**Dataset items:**
%%

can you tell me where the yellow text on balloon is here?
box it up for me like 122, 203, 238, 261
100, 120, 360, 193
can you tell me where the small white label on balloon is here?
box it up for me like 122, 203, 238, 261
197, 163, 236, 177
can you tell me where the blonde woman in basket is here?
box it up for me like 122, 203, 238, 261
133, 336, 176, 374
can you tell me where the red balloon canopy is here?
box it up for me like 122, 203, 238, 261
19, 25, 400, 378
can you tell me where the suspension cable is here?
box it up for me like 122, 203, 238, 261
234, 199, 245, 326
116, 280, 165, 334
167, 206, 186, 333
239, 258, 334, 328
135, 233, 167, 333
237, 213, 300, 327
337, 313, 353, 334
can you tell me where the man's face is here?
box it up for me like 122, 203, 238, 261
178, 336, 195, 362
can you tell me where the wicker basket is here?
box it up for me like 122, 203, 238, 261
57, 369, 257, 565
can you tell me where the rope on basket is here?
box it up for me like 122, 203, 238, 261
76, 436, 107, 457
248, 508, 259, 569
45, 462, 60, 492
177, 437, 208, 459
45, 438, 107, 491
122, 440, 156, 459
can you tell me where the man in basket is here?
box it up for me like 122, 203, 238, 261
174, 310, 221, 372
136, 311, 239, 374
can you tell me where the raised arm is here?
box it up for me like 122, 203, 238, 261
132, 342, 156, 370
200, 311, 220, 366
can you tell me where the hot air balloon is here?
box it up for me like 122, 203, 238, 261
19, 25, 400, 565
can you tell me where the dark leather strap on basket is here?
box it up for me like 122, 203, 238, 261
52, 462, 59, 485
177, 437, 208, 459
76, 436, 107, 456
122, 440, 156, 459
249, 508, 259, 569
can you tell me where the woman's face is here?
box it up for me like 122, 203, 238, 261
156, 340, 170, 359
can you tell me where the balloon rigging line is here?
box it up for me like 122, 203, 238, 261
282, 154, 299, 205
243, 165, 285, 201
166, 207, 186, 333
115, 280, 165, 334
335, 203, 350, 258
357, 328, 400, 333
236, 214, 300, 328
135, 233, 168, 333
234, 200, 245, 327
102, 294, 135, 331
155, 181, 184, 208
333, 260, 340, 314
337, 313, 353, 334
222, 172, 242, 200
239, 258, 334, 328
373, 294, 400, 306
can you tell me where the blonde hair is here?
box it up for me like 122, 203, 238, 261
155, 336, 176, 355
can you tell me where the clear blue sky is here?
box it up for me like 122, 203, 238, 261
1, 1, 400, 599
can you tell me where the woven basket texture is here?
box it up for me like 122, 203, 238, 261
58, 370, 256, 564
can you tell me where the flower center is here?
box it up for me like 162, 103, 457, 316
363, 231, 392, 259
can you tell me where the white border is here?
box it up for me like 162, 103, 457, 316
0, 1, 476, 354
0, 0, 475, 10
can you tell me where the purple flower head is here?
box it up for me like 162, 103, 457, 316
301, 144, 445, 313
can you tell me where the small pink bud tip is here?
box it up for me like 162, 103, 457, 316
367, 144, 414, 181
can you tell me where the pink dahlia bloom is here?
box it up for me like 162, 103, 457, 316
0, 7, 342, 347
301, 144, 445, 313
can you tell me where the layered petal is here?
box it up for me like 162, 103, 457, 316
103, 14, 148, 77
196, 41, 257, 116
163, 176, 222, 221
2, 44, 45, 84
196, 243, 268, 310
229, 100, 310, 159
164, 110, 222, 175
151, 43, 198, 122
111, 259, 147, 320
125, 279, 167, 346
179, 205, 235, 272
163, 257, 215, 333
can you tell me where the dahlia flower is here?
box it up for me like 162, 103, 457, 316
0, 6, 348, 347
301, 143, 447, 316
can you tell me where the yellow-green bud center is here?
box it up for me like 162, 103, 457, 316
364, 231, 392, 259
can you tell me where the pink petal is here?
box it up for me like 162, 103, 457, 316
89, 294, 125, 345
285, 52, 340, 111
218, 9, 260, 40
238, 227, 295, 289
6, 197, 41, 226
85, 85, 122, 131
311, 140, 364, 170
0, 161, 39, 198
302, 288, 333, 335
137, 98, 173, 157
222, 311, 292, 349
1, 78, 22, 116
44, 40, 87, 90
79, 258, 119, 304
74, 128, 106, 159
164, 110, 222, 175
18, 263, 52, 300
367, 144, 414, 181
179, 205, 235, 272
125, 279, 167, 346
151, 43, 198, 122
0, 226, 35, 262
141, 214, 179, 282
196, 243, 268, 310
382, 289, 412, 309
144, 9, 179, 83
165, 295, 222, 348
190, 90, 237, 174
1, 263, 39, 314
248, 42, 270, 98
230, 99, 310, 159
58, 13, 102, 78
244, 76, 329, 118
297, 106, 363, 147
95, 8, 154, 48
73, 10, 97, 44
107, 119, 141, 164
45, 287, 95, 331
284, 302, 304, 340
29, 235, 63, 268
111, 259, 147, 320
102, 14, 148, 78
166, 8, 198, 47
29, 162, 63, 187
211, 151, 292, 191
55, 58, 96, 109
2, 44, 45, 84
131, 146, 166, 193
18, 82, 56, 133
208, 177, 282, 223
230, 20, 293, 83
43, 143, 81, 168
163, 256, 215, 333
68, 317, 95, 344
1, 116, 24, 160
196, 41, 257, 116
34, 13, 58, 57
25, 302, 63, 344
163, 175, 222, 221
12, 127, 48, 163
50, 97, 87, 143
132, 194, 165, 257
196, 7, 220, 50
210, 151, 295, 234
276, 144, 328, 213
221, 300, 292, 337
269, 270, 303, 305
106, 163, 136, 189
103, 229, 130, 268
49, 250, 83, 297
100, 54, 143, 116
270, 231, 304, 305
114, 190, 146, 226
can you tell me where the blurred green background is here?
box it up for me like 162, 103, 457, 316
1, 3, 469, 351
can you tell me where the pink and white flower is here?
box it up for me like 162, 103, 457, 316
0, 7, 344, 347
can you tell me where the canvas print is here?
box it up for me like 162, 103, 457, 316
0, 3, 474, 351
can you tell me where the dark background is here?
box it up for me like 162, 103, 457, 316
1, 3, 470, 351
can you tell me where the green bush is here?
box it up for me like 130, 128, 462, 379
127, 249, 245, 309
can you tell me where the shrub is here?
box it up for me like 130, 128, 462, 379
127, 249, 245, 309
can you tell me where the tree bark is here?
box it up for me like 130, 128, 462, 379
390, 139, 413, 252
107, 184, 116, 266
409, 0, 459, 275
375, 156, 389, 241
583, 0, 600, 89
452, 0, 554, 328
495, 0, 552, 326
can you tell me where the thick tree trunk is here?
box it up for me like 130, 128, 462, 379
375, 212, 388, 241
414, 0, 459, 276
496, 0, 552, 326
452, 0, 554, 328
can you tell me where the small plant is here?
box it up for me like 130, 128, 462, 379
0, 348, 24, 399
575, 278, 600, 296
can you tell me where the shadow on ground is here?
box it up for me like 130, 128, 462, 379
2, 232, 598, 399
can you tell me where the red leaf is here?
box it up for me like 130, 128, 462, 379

%%

**Task goal:**
Every line above from the line with "can you tell me where the small white" to the line with "can you tell me where the man in", both included, must be reproduced exactly, and no other line may appear.

**Result of the task:**
can you tell me where the small white label on balloon is here?
box it up for me like 122, 203, 238, 261
197, 163, 236, 177
can you tell me where the blonde woman in basket is here?
box it up for me like 122, 203, 238, 261
133, 336, 176, 374
can you tell me where the red balloon canopy is here?
box it up for me like 122, 203, 238, 261
19, 25, 400, 378
can you tell me where the suspension cable is here?
box it up for me like 122, 203, 238, 261
234, 199, 245, 326
116, 280, 165, 334
167, 206, 186, 333
239, 258, 334, 328
135, 233, 167, 333
237, 213, 300, 327
337, 313, 353, 334
can you tell me where the man's face is here?
box it up for me like 122, 203, 238, 261
178, 336, 195, 362
can you tell me where the wicker basket is here?
box it up for me like 122, 203, 238, 261
57, 369, 257, 565
can you tell me where the rope on basket is here?
box it up for me like 122, 203, 238, 261
76, 436, 107, 457
248, 508, 259, 569
45, 462, 60, 492
177, 437, 208, 459
45, 438, 107, 491
122, 440, 156, 459
can you tell me where the man in basket is here?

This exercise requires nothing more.